** Text provided follows **

“Be like the bird that, passing on her flight awhile on boughs too slight, feels them give way beneath her, and yet sings, knowing that she hath wings.” – Victor Hugo
Summer can bring about a carefree ease like no other season can: the days are longer, work hours are shorter, vacations are frequent, and time outdoors is cherished. By September, as we squeeze out final pool days and picnics, we wonder where the months have gone.
While our minds are free to flit and flutter, they’re far from stress-free. Even the most enticing escapes can bring out our worries and anxieties. Our toes are in the sand, but our minds are often elsewhere.
You might find yourself reflecting on a conversation from days ago or an earlier morning’s exchange. Or perhaps as you try to absorb the juicy page-turner you’ve just picked up, your mind begins drifting to an upcoming deadline, unfinished project, or impending decision.
Whether your summer roster has you traveling far and wide, or simply taking in the scenery of your own surroundings, this is a practice that can help you stay present when your unleashed mind begins to wander down worry lane.
Start by asking how you can be there for yourself right now. Maybe you can take a moment to notice where you are, and gently remind yourself that your worries only exist in your mind. Or, begin by uttering a few words of reassurance to yourself such as, “It’s ok, I’m here for you,” or, “I don’t want you to worry about this right now.”
Next, ask yourself what you’re needing. Do you need to slow down or take a break? Maybe you need an enjoyable distraction to put your mind at ease. You might need to write about what you’re feeling or talk it over with someone.

** End of Text provided **

Questions:
A. In the piece on staying present during summer, what is the first step of the practice it describes?
B. Carry on with the piece on staying present during summer, picking up right after its final sentence.

** Source data follows **

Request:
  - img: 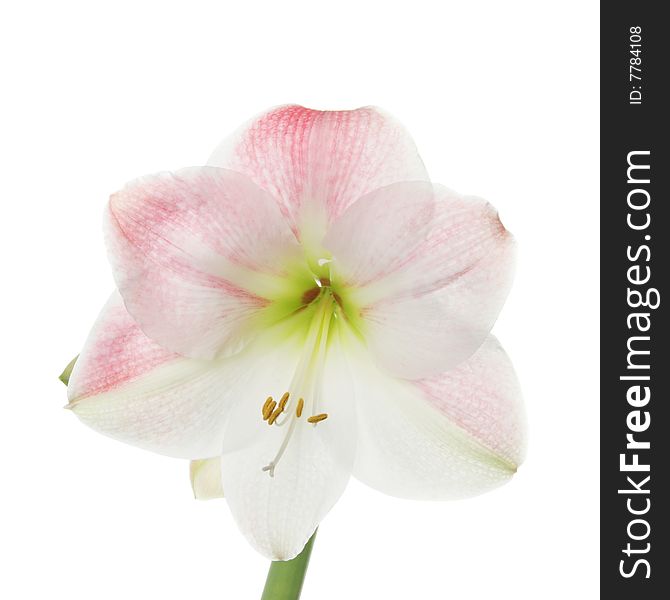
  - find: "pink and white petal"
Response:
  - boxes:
[105,167,299,358]
[189,456,223,500]
[209,105,428,233]
[323,181,435,287]
[221,330,356,560]
[68,293,296,459]
[351,188,516,379]
[354,337,526,500]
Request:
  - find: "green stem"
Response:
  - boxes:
[261,531,316,600]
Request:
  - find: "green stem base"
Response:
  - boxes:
[261,531,316,600]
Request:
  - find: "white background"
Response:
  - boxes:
[0,0,599,600]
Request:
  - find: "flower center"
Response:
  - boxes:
[261,288,340,477]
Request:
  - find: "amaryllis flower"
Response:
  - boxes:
[68,106,524,560]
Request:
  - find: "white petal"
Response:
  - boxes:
[352,337,525,500]
[323,181,435,287]
[189,456,223,500]
[350,186,515,379]
[221,332,355,560]
[68,294,300,458]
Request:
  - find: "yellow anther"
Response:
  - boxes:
[263,398,277,421]
[307,413,328,423]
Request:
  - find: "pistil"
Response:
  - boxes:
[261,286,337,477]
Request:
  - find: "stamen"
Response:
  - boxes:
[263,396,277,421]
[268,404,284,425]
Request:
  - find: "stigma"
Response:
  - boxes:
[260,292,339,477]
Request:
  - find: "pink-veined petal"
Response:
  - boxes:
[352,337,526,500]
[344,186,515,379]
[221,330,356,560]
[68,293,302,459]
[323,181,436,287]
[209,105,428,241]
[106,167,298,358]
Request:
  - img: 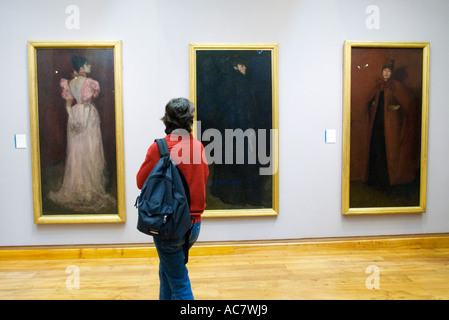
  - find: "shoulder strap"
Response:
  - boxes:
[154,138,170,158]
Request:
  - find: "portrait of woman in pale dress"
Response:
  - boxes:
[48,56,116,212]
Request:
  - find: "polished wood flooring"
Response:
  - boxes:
[0,234,449,300]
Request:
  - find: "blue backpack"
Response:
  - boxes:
[135,139,192,263]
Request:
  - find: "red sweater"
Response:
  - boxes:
[136,134,209,222]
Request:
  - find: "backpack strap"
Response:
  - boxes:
[154,138,170,158]
[154,138,193,264]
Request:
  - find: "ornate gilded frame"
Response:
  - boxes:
[189,44,279,217]
[342,41,430,215]
[28,41,126,224]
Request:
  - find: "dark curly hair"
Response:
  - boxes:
[161,98,195,134]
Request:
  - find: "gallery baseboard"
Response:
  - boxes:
[0,233,449,261]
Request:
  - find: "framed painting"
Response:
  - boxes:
[28,41,126,224]
[342,41,430,215]
[190,44,279,217]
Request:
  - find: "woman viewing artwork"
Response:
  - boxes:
[48,55,116,212]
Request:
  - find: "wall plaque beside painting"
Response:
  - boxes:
[28,41,126,224]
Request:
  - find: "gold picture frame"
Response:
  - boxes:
[342,41,430,215]
[28,41,126,224]
[189,44,279,217]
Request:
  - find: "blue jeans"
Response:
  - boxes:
[154,221,201,300]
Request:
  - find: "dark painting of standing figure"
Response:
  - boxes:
[29,42,124,223]
[343,43,428,213]
[191,45,277,215]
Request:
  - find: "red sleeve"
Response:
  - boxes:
[136,142,160,189]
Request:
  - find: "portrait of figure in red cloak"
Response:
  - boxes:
[350,48,423,207]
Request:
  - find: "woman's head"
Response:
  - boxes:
[72,56,90,72]
[161,98,195,134]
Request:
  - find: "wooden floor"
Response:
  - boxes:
[0,234,449,300]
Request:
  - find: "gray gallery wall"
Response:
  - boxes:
[0,0,449,246]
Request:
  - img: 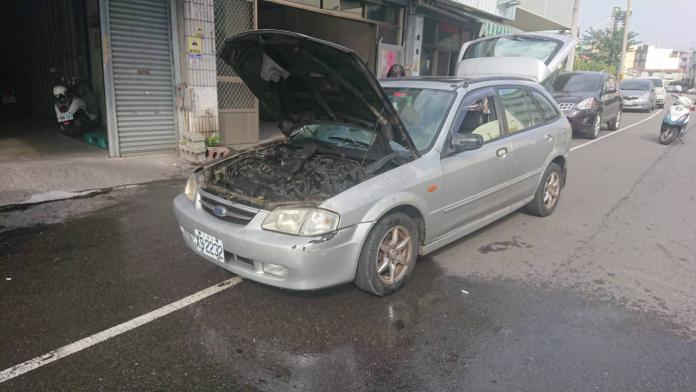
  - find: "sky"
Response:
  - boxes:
[580,0,696,51]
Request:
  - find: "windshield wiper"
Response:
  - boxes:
[329,136,370,148]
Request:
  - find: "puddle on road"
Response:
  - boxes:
[184,259,696,390]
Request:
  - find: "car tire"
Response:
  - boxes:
[524,162,564,217]
[607,110,621,131]
[355,212,420,297]
[586,113,602,139]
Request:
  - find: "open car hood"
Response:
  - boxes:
[457,32,577,83]
[220,30,418,157]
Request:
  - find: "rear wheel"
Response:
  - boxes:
[587,113,602,139]
[524,162,563,217]
[659,127,677,145]
[355,213,420,296]
[607,110,621,131]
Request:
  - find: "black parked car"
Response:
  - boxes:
[546,72,622,139]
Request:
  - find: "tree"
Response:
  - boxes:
[573,55,617,75]
[578,27,640,68]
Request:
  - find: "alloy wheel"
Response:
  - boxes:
[377,225,413,285]
[544,171,561,210]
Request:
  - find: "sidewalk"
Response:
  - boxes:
[0,120,194,206]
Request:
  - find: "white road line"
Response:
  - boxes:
[0,276,242,383]
[0,105,662,383]
[570,110,664,151]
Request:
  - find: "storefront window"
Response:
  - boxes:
[324,0,363,16]
[423,18,437,45]
[292,0,321,8]
[377,25,401,45]
[437,22,460,49]
[420,18,471,76]
[420,48,435,76]
[366,3,399,25]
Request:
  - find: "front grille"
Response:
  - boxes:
[198,191,259,225]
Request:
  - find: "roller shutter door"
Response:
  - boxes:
[109,0,176,155]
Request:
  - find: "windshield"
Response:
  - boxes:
[384,88,455,153]
[552,73,601,93]
[462,36,562,64]
[621,80,652,91]
[293,88,454,153]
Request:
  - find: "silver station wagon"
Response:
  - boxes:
[174,30,571,295]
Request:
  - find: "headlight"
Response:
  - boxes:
[261,207,339,236]
[575,98,595,110]
[184,173,203,202]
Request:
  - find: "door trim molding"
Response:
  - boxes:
[435,169,544,214]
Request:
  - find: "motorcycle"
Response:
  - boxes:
[53,78,98,136]
[0,83,17,105]
[659,94,695,145]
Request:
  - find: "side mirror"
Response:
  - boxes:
[451,133,483,152]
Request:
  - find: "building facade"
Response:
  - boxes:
[0,0,574,157]
[632,44,688,84]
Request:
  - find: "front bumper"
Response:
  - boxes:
[563,109,597,132]
[623,99,651,110]
[174,194,371,290]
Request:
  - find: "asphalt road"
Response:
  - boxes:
[0,102,696,391]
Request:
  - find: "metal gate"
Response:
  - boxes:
[215,0,259,144]
[100,0,176,156]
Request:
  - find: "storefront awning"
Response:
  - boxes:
[479,18,522,37]
[415,0,481,32]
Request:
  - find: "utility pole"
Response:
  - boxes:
[566,0,580,71]
[618,0,633,81]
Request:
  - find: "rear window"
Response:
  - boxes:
[551,73,602,93]
[384,87,455,153]
[498,87,543,134]
[621,79,652,91]
[462,35,563,64]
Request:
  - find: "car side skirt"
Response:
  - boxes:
[419,195,534,256]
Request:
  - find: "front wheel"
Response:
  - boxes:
[355,212,420,296]
[524,162,563,217]
[607,110,621,131]
[587,113,602,139]
[659,127,677,145]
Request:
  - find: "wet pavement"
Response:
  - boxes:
[0,105,696,391]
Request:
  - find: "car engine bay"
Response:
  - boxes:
[212,143,394,205]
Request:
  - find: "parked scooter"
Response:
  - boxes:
[53,71,98,136]
[659,94,695,145]
[0,82,17,105]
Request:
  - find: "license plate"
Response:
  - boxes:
[194,230,225,263]
[58,112,72,122]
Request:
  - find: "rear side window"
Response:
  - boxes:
[530,90,558,123]
[498,87,543,134]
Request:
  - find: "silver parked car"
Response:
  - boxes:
[620,79,657,113]
[174,30,572,295]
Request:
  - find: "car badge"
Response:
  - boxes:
[213,206,227,218]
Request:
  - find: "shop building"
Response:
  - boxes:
[0,0,572,157]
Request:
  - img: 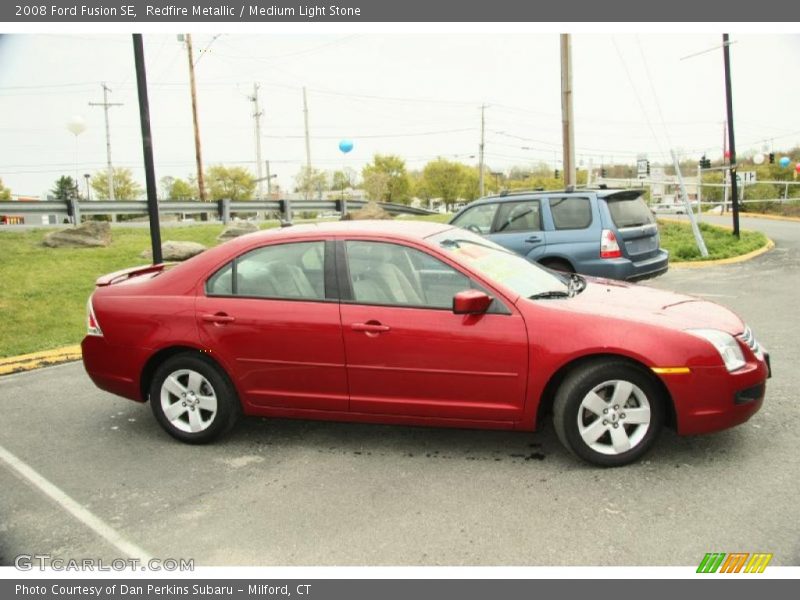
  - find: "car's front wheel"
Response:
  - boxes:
[553,360,665,467]
[150,353,240,444]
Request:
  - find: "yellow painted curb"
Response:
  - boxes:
[0,344,81,375]
[739,212,800,223]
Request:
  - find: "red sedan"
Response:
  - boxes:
[83,221,769,466]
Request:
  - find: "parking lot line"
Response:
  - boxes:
[0,446,151,563]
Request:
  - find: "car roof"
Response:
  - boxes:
[467,188,644,206]
[234,220,453,239]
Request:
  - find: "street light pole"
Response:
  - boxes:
[722,33,739,238]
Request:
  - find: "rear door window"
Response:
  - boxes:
[550,196,592,230]
[606,196,655,229]
[493,200,542,233]
[453,204,497,235]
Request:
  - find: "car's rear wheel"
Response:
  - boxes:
[553,360,665,467]
[150,353,240,444]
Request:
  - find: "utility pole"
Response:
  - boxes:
[303,86,311,169]
[722,33,739,238]
[248,83,264,200]
[184,33,206,202]
[478,104,486,197]
[561,33,577,190]
[133,33,164,265]
[89,82,122,200]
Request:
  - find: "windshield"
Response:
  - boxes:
[428,229,570,298]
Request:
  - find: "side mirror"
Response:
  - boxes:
[453,290,493,315]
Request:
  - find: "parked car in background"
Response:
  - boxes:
[450,189,669,281]
[82,221,769,466]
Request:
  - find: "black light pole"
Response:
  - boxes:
[722,33,739,238]
[133,33,164,265]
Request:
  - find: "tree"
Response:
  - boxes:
[91,167,144,200]
[50,175,78,202]
[206,165,256,201]
[0,179,11,200]
[422,158,464,210]
[331,171,353,191]
[361,154,411,204]
[160,175,200,201]
[361,171,390,202]
[294,167,328,200]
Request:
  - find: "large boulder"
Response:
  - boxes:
[42,221,111,248]
[342,200,393,221]
[217,221,258,242]
[139,241,206,262]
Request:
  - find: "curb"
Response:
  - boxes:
[669,238,775,269]
[659,217,776,269]
[0,344,81,375]
[739,212,800,223]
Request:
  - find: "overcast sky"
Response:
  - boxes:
[0,33,800,195]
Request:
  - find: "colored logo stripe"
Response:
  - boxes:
[744,553,772,573]
[697,552,773,573]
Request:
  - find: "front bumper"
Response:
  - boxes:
[662,359,769,435]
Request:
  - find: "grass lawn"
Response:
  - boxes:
[658,221,767,262]
[0,215,766,357]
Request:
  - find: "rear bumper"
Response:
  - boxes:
[577,250,669,281]
[81,335,147,402]
[662,361,768,435]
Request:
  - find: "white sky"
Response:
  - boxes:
[0,33,800,195]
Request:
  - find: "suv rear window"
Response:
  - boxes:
[606,196,655,229]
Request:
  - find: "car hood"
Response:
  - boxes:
[541,277,744,335]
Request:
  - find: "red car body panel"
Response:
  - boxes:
[82,222,768,434]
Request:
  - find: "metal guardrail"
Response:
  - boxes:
[0,200,436,223]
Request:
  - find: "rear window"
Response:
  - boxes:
[550,197,592,229]
[606,196,655,229]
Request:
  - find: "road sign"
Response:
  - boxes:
[736,171,756,183]
[636,155,647,179]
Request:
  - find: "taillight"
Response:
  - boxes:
[86,298,103,336]
[600,229,622,258]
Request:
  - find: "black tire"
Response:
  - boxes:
[539,258,575,273]
[150,352,241,444]
[553,359,667,467]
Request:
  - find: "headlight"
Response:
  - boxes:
[686,329,746,372]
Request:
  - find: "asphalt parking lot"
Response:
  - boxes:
[0,219,800,565]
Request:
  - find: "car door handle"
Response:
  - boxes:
[350,321,391,333]
[200,313,236,325]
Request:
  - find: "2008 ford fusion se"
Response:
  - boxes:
[82,221,769,466]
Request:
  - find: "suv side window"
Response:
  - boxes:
[492,200,542,233]
[453,203,497,235]
[550,196,592,229]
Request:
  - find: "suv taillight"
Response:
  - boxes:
[86,298,103,337]
[600,229,622,258]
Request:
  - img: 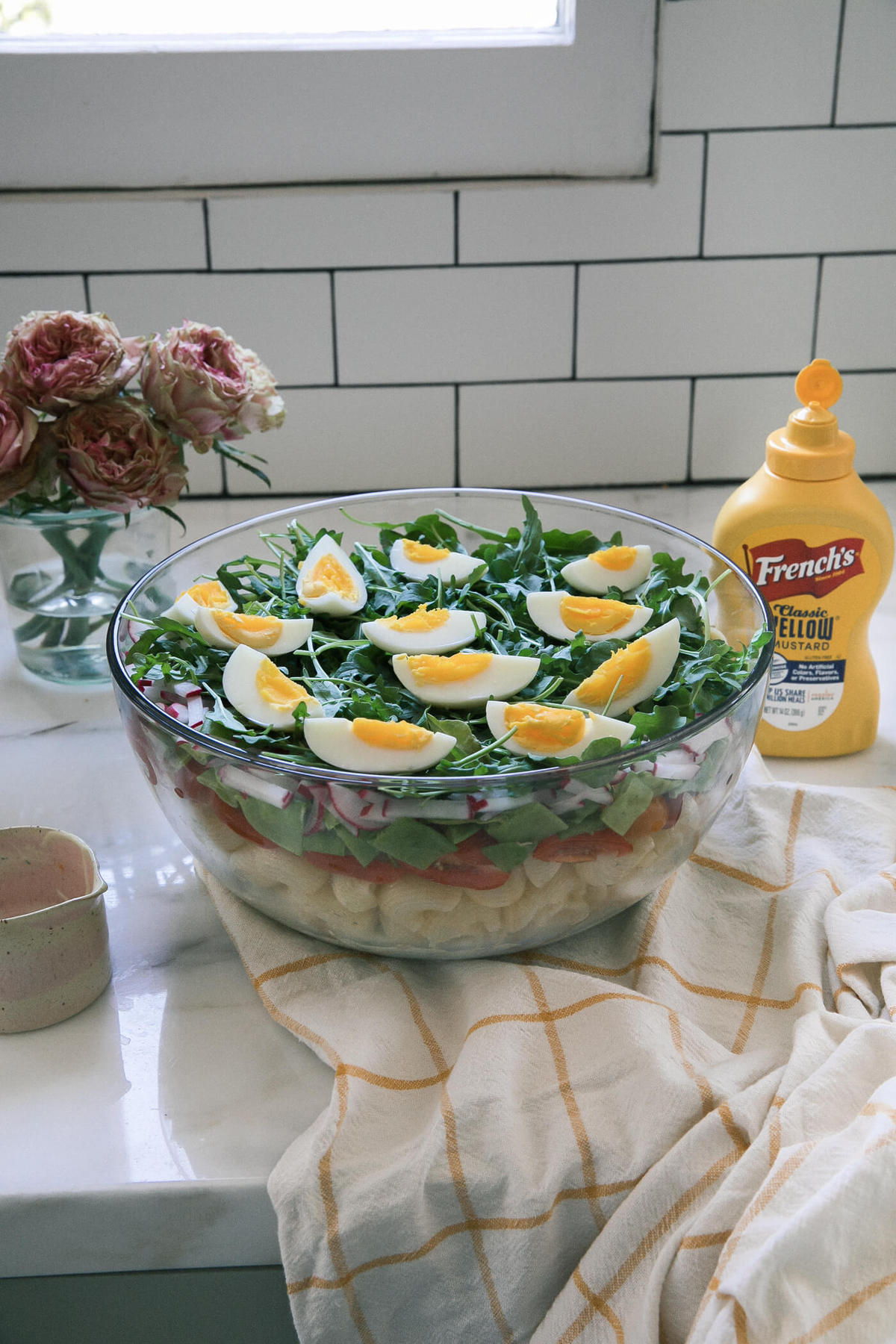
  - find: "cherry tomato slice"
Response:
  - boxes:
[211,785,277,850]
[423,835,511,891]
[535,830,632,863]
[302,850,411,882]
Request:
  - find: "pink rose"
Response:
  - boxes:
[224,346,286,438]
[140,323,284,453]
[3,311,145,411]
[0,387,37,504]
[52,396,187,514]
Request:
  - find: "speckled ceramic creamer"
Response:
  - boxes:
[0,827,111,1035]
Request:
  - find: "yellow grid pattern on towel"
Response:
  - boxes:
[203,761,896,1344]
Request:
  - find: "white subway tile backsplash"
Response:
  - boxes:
[659,0,843,131]
[578,257,818,378]
[691,368,799,482]
[90,273,333,386]
[0,196,207,272]
[817,257,896,370]
[0,276,87,341]
[837,0,896,122]
[704,126,896,257]
[691,371,896,482]
[208,191,454,270]
[459,379,691,489]
[459,136,704,264]
[227,387,454,494]
[336,266,573,383]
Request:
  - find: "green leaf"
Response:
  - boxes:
[602,771,662,836]
[373,817,457,868]
[239,797,308,855]
[486,803,567,844]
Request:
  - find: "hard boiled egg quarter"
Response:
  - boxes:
[390,536,484,583]
[223,644,324,729]
[392,653,541,706]
[195,606,314,657]
[296,535,367,615]
[361,602,485,653]
[563,617,681,714]
[560,546,653,594]
[525,593,653,644]
[485,700,634,758]
[305,718,457,774]
[161,579,237,625]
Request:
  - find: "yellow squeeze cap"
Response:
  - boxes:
[797,359,844,408]
[765,359,856,481]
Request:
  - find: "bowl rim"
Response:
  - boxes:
[106,485,775,794]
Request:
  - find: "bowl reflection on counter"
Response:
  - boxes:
[109,488,771,958]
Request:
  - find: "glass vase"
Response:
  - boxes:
[0,507,169,685]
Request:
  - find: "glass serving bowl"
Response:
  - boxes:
[108,488,772,958]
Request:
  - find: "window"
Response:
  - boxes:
[0,0,659,190]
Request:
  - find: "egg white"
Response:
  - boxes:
[390,536,484,583]
[525,593,653,644]
[392,653,541,706]
[305,718,457,774]
[563,617,681,715]
[296,536,367,615]
[485,700,634,761]
[193,606,314,659]
[223,644,324,729]
[560,546,653,597]
[361,610,485,653]
[161,579,237,625]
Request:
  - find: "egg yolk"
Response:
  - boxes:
[575,638,650,706]
[402,541,451,564]
[383,602,449,635]
[504,704,585,756]
[255,659,311,709]
[560,595,634,635]
[407,653,494,685]
[214,612,284,649]
[178,579,230,608]
[302,555,358,602]
[588,546,638,570]
[352,719,432,751]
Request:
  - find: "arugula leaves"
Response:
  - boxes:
[128,496,768,785]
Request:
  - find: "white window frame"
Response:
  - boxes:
[0,0,661,192]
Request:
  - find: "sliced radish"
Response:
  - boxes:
[326,783,391,835]
[217,765,296,808]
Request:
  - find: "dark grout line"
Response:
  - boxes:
[809,257,825,359]
[202,198,212,270]
[830,0,846,126]
[572,266,582,380]
[0,249,896,279]
[697,133,709,259]
[277,366,896,393]
[324,270,340,387]
[454,383,461,485]
[208,470,896,504]
[662,121,896,136]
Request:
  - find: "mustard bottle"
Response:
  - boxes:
[712,359,893,756]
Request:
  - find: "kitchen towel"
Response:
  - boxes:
[203,753,896,1344]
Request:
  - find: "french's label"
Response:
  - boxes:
[743,524,880,732]
[744,536,865,602]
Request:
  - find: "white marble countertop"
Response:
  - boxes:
[0,482,896,1277]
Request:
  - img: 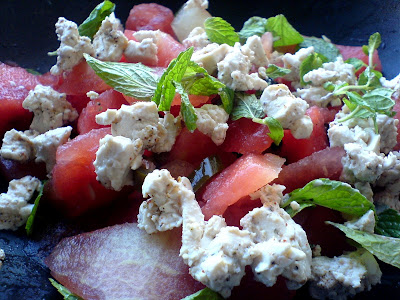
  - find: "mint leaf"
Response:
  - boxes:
[375,209,400,238]
[253,117,284,146]
[265,64,291,79]
[83,53,158,100]
[182,288,224,300]
[239,17,268,43]
[190,156,223,192]
[173,81,197,132]
[266,15,304,47]
[25,182,46,236]
[78,1,115,39]
[299,36,340,61]
[231,93,265,121]
[299,53,328,85]
[204,17,239,46]
[282,178,375,217]
[49,278,83,300]
[327,222,400,268]
[345,57,367,72]
[151,47,193,111]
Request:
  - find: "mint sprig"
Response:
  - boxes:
[282,178,375,217]
[78,1,115,39]
[204,17,239,46]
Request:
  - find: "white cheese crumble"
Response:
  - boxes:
[0,176,41,230]
[310,250,382,300]
[50,17,94,75]
[22,84,78,133]
[260,84,313,139]
[195,104,229,145]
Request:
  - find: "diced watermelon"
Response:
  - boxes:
[78,90,128,134]
[54,61,110,95]
[50,128,118,216]
[272,147,345,193]
[125,3,174,36]
[336,45,382,75]
[45,223,204,300]
[279,106,329,163]
[221,118,273,154]
[202,154,285,219]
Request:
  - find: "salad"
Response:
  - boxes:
[0,0,400,299]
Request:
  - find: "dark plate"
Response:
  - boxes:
[0,0,400,299]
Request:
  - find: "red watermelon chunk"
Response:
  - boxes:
[273,147,345,193]
[45,223,204,300]
[202,154,285,220]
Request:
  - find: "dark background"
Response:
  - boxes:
[0,0,400,300]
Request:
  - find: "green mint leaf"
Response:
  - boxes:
[239,17,268,43]
[204,17,239,46]
[282,178,375,217]
[299,36,340,61]
[173,81,197,132]
[345,57,367,72]
[375,209,400,238]
[299,52,328,85]
[189,156,223,192]
[152,47,193,111]
[78,1,115,39]
[49,278,83,300]
[265,64,291,79]
[231,93,265,121]
[84,53,158,100]
[218,86,235,114]
[266,15,304,47]
[25,182,46,236]
[253,117,284,146]
[327,222,400,268]
[182,288,224,300]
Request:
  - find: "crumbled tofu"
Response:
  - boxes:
[310,250,382,300]
[344,210,375,233]
[124,38,158,65]
[0,176,41,230]
[217,43,268,91]
[191,43,230,74]
[22,84,78,133]
[96,102,180,152]
[182,27,211,51]
[138,170,186,234]
[93,134,143,191]
[50,17,94,75]
[260,84,313,139]
[195,104,229,145]
[0,129,39,162]
[32,126,72,174]
[93,13,128,61]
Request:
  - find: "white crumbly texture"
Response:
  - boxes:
[22,84,78,133]
[138,170,311,298]
[182,27,211,51]
[138,170,188,234]
[0,126,72,174]
[93,13,128,62]
[344,210,375,233]
[195,104,229,145]
[50,17,94,75]
[260,84,313,139]
[0,176,41,230]
[93,134,143,191]
[295,57,357,107]
[96,102,180,153]
[191,43,231,74]
[310,250,382,300]
[217,42,268,91]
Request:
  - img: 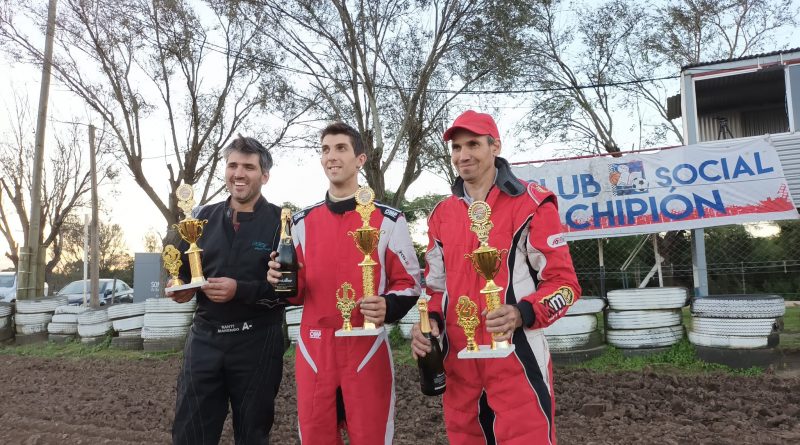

** End of Source data **

Answers for the tasks:
A. Ask yourself how you can be there for yourself right now.

B.
Human connection is a powerful medicine and a potent emotional pain reliever. Ask yourself whom you can reach out to. It might be a friend, a neighbor, or even a stranger. Whether or not you choose to share your troubles is up to you, but simply being in someone else’s company can help you step out of your head and back into the world around you.
Finally, ask yourself how you can use this opportunity to tap into your strengths. What are you good at? What brings you joy? How can you use your gifts to help alleviate some of the tension you’re experiencing? Draw, sing, dance, read, cook, create, swim, dive, dine, laugh, share, photograph, run, stretch, breathe. Let yourself get lost in whatever makes you feel alive.
Like all of our days, summer’s are best fully savored. We owe it to ourselves and those around us to tune into them with deep awareness, even as the past and future compete for our present moment attention. Catch fireflies. Cook out. Sleep under the stars. And let your mind come with you.